DATASET ENTRIES:

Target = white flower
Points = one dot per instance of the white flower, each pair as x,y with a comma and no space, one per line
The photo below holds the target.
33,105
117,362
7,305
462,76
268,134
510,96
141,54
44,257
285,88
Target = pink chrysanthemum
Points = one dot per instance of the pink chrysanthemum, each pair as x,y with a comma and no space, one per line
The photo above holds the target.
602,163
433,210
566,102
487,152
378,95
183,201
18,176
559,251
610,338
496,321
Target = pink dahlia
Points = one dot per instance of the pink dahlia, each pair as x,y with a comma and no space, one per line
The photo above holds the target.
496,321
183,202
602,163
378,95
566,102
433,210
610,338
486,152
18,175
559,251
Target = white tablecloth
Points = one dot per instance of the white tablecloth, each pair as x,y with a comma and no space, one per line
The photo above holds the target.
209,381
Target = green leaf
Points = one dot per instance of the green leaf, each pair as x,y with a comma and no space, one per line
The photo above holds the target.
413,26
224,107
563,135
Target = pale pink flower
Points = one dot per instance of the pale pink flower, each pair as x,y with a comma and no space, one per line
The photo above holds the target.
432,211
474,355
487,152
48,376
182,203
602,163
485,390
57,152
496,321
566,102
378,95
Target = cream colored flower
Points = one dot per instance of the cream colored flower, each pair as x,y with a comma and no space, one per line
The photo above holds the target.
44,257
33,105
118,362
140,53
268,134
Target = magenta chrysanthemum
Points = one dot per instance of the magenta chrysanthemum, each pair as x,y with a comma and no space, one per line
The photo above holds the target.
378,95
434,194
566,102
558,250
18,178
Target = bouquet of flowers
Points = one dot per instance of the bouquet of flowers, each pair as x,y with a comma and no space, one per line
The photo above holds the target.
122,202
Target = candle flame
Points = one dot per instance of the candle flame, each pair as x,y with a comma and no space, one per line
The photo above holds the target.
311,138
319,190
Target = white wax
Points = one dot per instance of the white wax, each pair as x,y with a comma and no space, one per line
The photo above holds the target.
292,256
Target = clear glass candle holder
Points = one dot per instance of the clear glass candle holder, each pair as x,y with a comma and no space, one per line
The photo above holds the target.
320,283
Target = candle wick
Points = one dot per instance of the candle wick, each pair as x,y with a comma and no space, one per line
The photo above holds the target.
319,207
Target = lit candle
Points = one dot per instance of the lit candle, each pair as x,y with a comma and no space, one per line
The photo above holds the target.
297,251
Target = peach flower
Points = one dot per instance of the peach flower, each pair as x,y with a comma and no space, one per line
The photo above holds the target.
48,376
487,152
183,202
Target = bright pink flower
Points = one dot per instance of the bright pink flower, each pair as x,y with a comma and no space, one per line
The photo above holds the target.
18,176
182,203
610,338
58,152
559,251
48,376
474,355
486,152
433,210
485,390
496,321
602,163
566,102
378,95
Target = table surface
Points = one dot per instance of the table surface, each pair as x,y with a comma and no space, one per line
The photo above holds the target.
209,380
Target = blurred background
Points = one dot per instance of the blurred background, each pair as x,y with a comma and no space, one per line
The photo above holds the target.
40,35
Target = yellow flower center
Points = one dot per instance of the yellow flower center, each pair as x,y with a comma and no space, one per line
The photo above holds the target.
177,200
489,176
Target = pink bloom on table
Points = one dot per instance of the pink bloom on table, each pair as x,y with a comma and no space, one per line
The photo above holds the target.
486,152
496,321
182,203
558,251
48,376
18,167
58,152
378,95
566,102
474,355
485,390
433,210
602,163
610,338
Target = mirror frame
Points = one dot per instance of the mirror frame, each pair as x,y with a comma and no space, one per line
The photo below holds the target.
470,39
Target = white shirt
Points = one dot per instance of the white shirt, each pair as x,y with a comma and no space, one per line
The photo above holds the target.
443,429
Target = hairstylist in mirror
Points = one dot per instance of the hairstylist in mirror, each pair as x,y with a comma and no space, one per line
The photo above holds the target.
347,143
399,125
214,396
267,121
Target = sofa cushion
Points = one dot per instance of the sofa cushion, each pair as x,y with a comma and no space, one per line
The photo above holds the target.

WHAT YOU NEED TO DO: From the data above, return every line from the line that has "Points = one dot per instance of the cream" up to and including the line that has "Points = one dot per instance of the peach", exactly.

YOUR SOLUTION:
Points = one dot per instance of the cream colored flower, each pair as x,y with a comma and no space, one per line
The photo above holds the target.
44,257
33,105
118,362
140,53
268,134
Target = magenta chrysanthemum
Points = one dot per instance of the magenta chrysanthemum, each pair as x,y with a comma and no space, one per line
The photo above holds the target.
378,95
434,194
566,102
558,250
18,178
Target = bouquet of flowers
Points = one dot per instance of the bouquet of flowers, each pair as x,y with a comma and no space, one per line
The photo above holds the target.
122,202
Target = candle flame
Points = one dot per instance of the candle flame, each pair as x,y with a comma and no space, one per line
The photo above holds the target.
311,138
319,190
Target = white wax
Points = one dot per instance of the white wax, each pair as x,y with a comma and no space, one per line
The photo above holds the target.
292,256
Target = clear glass candle holder
Points = one dot per instance of the clear glass candle holder, each pair as x,y with a comma and no space, one per line
The photo above holds the target.
320,283
Target = candle wick
Points = one dot per instance of the candle wick, each pair as x,y with a comma and no space, one per line
The photo above holds the target.
319,207
Target = lit candle
Points = one dot per instance of the lit candle, each pair as x,y with a comma and no space, one per line
The photo above holds the target.
297,251
Target = peach flower
Points = one dot per instance of the peach flower, each pair as x,y with a comma and no space, one per line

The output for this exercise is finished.